Excerpts of location labeling data

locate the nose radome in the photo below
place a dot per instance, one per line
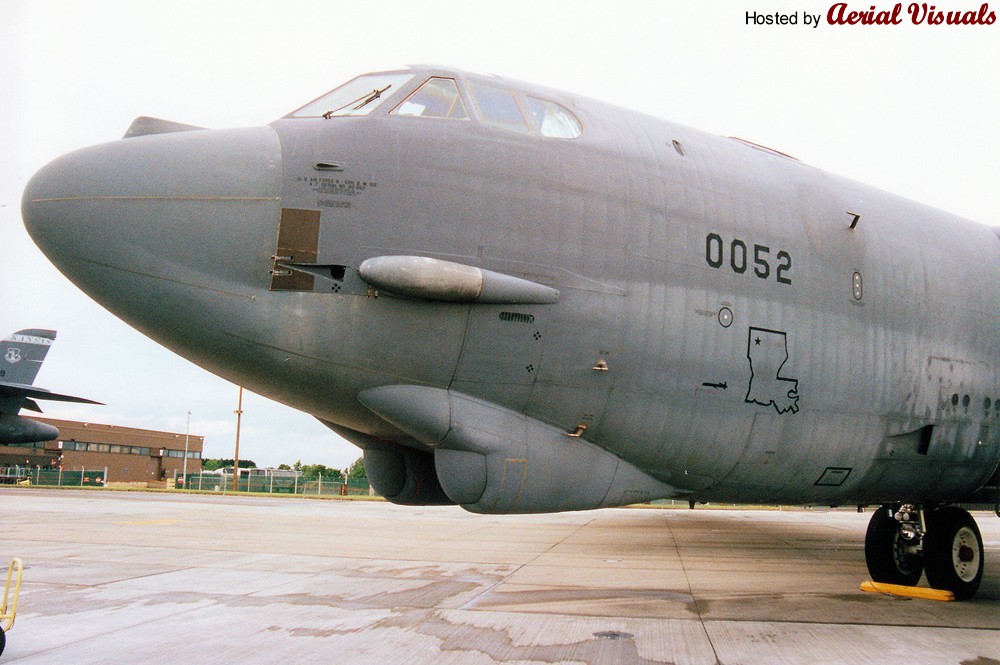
(164, 205)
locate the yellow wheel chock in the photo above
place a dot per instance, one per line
(8, 609)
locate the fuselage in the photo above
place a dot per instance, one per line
(731, 322)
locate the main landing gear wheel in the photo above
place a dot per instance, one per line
(953, 552)
(891, 552)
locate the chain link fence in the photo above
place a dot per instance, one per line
(26, 476)
(331, 485)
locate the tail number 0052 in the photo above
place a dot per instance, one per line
(741, 258)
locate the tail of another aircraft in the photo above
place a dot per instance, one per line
(22, 353)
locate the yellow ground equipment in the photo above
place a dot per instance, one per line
(8, 610)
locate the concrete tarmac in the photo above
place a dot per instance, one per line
(168, 578)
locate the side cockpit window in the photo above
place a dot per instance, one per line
(437, 98)
(499, 107)
(554, 120)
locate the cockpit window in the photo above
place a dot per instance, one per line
(499, 107)
(554, 120)
(437, 98)
(360, 96)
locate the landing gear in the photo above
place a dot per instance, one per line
(953, 552)
(892, 549)
(945, 543)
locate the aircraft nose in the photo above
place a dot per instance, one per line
(172, 206)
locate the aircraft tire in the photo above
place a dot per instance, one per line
(887, 560)
(953, 552)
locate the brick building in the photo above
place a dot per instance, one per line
(130, 455)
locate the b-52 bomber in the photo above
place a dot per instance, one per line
(23, 353)
(519, 300)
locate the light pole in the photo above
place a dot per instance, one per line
(236, 454)
(187, 434)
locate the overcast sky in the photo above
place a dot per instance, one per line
(911, 109)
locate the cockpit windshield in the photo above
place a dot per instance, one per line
(359, 96)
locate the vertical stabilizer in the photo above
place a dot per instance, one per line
(22, 353)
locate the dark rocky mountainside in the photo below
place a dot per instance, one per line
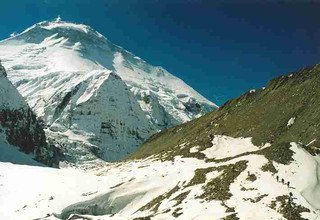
(19, 125)
(286, 110)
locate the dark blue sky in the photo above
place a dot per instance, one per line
(220, 48)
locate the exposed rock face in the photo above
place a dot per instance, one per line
(19, 125)
(97, 100)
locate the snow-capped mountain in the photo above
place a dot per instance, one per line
(19, 128)
(101, 99)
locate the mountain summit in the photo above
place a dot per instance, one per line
(96, 99)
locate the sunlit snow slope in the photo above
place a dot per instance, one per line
(97, 99)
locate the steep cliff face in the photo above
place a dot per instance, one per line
(19, 126)
(74, 79)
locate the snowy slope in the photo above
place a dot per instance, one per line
(168, 189)
(64, 69)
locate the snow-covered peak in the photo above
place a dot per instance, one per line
(56, 64)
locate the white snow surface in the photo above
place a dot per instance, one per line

## YOUR TASK
Reproduce the data word for word, beginning with the line that contains "locate the snowy slope in the photo above" and continuing through the last line of the data, including both of those lines.

## RESULT
locate the snowy slope in the photo above
place a dot per instance, one per line
(168, 189)
(64, 69)
locate the snow-covered peak in the photo above
place a dot per instance, one per line
(56, 64)
locate the white snow surface in the photo above
place a dot per instance, one per line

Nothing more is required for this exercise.